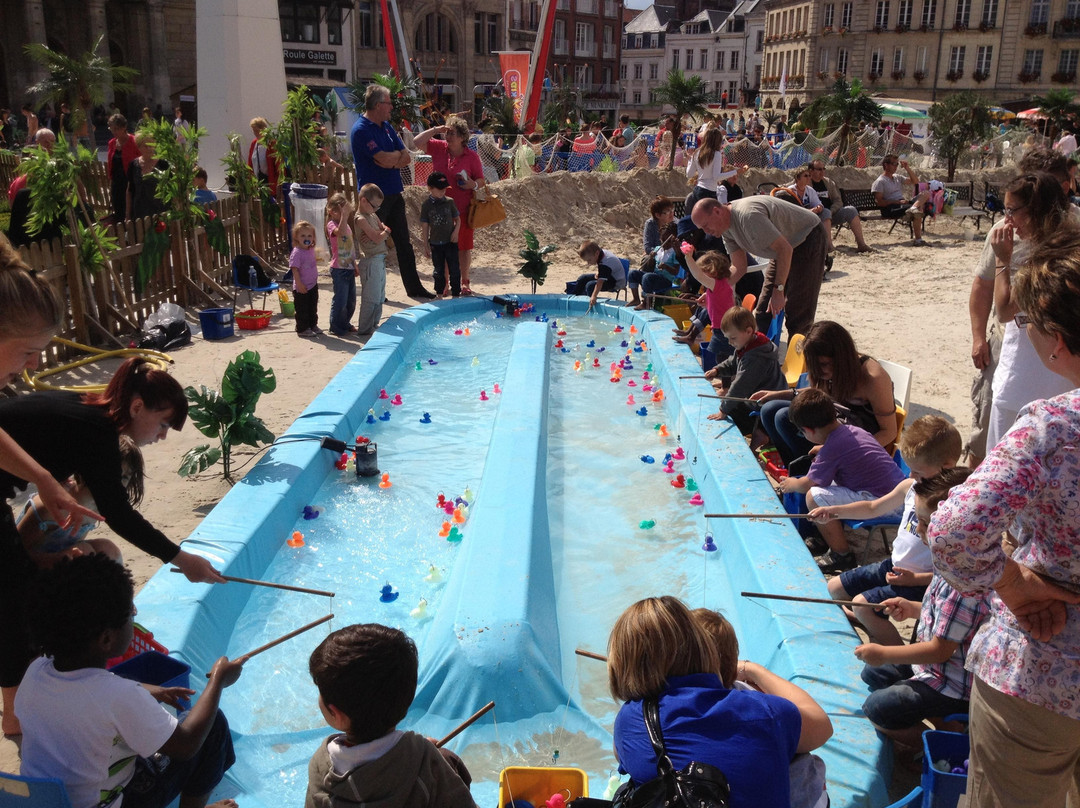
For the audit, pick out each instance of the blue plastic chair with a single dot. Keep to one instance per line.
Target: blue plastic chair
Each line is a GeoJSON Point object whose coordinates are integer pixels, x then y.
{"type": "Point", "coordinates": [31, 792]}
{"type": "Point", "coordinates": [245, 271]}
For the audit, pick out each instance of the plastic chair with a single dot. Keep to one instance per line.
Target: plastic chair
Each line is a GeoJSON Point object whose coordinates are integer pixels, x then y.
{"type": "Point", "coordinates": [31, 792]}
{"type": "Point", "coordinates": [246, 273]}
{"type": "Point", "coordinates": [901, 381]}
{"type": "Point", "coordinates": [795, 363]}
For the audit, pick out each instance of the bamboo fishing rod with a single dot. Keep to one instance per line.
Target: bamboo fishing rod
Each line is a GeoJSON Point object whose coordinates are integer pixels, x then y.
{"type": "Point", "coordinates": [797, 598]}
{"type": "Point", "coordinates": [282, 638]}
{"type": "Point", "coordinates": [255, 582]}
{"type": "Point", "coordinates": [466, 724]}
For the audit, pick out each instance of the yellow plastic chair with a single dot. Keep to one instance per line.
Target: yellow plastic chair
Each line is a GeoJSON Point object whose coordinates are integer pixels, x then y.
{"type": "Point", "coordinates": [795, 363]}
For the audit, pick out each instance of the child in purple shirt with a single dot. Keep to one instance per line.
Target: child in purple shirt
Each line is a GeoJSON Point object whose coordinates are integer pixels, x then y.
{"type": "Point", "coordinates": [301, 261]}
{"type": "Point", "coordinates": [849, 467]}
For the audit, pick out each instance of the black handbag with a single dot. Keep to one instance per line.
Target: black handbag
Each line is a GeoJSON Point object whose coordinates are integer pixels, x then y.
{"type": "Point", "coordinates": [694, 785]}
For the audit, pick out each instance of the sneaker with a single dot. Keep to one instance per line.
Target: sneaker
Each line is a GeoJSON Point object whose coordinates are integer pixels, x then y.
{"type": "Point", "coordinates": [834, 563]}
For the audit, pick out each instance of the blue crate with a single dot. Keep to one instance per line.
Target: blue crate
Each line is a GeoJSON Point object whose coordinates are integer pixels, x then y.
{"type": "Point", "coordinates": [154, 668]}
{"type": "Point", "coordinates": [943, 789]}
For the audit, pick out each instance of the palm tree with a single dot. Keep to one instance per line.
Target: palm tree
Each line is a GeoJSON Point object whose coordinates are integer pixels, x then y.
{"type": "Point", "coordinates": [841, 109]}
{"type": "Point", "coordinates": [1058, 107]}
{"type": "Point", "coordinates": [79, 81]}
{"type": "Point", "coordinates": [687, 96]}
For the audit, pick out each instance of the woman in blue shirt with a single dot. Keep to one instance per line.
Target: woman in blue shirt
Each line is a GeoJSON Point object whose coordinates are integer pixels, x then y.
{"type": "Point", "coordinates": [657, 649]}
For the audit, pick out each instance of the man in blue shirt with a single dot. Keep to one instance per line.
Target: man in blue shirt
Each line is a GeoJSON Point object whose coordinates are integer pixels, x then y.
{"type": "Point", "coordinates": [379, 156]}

------------------------------

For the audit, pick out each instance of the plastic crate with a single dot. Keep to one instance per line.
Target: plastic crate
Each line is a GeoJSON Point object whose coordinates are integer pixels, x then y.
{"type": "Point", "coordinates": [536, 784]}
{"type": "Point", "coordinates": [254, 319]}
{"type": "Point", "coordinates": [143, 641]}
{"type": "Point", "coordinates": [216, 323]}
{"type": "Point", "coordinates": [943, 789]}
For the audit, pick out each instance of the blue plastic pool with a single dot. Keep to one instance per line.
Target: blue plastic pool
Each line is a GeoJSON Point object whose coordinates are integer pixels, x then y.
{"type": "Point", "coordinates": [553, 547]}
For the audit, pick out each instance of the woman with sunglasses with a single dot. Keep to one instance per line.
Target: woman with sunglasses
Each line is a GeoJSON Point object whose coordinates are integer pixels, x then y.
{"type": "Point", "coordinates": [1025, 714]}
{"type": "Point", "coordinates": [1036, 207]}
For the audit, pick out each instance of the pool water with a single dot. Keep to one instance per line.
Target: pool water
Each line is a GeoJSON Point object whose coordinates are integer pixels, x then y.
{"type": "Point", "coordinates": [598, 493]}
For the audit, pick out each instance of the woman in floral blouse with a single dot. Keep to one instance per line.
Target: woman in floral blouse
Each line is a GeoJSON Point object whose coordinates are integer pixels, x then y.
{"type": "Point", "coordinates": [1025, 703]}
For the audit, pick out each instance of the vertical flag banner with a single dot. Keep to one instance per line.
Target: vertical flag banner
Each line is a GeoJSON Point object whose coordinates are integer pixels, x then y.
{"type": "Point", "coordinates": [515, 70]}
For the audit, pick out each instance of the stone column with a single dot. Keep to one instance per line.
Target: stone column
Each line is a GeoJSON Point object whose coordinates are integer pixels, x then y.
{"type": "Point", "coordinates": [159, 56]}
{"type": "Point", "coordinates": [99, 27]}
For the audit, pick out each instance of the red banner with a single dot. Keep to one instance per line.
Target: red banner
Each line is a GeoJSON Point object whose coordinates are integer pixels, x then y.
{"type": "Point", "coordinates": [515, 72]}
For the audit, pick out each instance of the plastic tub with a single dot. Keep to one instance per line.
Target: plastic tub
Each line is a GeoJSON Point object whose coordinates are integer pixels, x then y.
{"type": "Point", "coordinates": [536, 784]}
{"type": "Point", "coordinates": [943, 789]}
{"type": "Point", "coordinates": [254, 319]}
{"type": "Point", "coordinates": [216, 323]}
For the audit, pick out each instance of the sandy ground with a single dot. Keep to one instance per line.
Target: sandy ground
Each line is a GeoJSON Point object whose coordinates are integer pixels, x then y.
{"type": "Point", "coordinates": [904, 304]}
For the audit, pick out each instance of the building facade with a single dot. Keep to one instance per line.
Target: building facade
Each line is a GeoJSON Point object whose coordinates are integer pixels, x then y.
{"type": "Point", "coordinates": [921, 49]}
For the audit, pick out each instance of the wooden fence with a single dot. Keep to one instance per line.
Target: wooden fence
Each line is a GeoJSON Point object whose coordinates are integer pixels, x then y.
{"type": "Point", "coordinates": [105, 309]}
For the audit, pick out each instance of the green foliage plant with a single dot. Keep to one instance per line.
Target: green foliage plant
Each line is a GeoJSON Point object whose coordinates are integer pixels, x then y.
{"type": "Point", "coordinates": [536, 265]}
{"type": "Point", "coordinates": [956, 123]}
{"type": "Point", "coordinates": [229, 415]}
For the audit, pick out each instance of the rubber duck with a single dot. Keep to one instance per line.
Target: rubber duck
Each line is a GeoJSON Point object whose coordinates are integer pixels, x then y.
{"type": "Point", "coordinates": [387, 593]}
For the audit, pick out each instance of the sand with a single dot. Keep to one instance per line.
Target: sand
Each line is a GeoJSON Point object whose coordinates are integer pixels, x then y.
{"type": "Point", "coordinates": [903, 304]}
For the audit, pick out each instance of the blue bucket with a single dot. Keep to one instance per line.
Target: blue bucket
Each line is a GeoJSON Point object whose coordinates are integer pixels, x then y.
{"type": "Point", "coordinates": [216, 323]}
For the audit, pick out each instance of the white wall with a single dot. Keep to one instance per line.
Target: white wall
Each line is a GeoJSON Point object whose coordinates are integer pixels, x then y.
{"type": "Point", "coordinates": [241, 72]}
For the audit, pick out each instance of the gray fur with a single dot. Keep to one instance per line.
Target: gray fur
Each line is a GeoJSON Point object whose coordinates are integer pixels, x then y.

------------------------------

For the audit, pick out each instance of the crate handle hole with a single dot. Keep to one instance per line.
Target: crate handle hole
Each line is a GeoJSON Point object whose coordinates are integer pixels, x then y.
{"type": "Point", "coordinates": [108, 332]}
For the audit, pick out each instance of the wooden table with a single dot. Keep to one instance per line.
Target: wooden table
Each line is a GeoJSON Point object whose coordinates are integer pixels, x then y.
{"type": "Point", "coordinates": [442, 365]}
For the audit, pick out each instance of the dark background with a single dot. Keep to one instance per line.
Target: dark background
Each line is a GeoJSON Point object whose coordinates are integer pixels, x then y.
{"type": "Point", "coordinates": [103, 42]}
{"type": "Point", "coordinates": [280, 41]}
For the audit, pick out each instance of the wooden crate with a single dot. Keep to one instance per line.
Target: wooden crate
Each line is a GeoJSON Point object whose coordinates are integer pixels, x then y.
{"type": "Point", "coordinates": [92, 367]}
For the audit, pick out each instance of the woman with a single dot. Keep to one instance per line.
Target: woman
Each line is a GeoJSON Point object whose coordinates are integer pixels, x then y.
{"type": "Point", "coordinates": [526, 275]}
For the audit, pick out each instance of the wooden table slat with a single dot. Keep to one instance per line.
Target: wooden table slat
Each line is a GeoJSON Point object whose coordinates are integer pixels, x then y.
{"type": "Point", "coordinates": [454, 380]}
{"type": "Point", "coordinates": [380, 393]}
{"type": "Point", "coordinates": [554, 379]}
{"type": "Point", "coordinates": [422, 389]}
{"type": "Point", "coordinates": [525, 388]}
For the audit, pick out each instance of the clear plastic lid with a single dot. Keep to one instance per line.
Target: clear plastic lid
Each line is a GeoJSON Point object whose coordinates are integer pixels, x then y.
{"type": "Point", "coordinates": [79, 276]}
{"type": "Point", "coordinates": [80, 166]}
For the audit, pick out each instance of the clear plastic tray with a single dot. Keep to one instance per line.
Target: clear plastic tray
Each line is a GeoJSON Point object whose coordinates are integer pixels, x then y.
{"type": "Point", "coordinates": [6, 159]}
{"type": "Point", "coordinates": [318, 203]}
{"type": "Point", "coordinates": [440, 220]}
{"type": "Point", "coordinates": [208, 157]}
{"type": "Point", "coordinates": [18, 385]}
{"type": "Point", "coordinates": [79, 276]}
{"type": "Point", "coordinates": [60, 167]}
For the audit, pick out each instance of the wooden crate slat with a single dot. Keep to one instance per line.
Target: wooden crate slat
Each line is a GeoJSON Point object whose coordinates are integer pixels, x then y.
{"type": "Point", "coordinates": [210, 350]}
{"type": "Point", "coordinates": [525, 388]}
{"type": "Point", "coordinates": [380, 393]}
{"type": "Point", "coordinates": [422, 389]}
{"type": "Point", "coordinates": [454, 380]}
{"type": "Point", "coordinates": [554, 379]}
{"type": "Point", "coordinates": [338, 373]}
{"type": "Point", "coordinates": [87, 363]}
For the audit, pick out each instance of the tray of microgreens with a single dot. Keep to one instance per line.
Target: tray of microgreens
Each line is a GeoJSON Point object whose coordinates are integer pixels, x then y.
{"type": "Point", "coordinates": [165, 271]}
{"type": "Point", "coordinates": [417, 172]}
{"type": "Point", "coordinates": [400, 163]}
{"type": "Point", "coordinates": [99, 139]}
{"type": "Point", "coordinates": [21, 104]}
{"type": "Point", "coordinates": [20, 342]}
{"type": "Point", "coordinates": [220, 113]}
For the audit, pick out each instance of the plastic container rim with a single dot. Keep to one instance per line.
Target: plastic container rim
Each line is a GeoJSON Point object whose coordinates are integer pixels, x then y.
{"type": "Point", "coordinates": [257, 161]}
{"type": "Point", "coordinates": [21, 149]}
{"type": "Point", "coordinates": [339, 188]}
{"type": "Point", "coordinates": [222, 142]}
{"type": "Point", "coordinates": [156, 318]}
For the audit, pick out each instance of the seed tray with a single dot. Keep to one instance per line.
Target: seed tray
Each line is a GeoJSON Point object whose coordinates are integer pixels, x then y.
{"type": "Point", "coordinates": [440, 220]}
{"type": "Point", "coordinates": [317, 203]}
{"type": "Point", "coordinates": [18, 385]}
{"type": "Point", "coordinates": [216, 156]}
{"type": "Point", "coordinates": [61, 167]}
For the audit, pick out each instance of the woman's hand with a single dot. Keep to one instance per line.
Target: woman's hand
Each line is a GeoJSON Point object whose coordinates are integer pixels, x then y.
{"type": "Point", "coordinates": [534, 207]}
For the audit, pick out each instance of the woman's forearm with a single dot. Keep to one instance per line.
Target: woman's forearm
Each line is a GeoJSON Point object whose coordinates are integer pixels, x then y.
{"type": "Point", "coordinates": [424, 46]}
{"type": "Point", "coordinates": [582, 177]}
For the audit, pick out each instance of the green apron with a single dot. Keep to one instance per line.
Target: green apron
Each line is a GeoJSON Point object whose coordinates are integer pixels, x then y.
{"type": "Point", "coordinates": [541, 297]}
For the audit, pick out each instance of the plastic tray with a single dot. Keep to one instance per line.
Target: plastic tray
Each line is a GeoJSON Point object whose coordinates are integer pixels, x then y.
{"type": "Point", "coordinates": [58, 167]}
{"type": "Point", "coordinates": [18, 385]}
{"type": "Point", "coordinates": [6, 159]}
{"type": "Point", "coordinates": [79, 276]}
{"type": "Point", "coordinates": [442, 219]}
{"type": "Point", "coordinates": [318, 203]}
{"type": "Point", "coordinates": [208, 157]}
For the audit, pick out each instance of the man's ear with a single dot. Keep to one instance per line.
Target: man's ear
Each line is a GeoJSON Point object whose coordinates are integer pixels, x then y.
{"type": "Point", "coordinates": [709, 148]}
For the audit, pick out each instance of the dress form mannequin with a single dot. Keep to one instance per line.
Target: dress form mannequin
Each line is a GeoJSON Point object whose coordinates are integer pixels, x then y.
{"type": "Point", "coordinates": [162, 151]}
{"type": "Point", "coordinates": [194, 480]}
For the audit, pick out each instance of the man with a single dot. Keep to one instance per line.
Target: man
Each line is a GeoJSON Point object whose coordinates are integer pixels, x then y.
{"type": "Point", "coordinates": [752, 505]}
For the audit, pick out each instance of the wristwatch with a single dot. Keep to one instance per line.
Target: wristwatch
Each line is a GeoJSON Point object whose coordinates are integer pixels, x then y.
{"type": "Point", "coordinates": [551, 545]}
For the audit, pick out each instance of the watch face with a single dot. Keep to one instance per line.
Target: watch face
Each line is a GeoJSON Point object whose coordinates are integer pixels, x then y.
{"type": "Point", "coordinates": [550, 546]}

------------------------------

What you need to do ::
Pick out every line of the rows above that contains the word "facade", and copy each one.

Response ::
For the audit, pick out each instance of the building facade with a single dot. Keep to one instance per line.
Target: building facade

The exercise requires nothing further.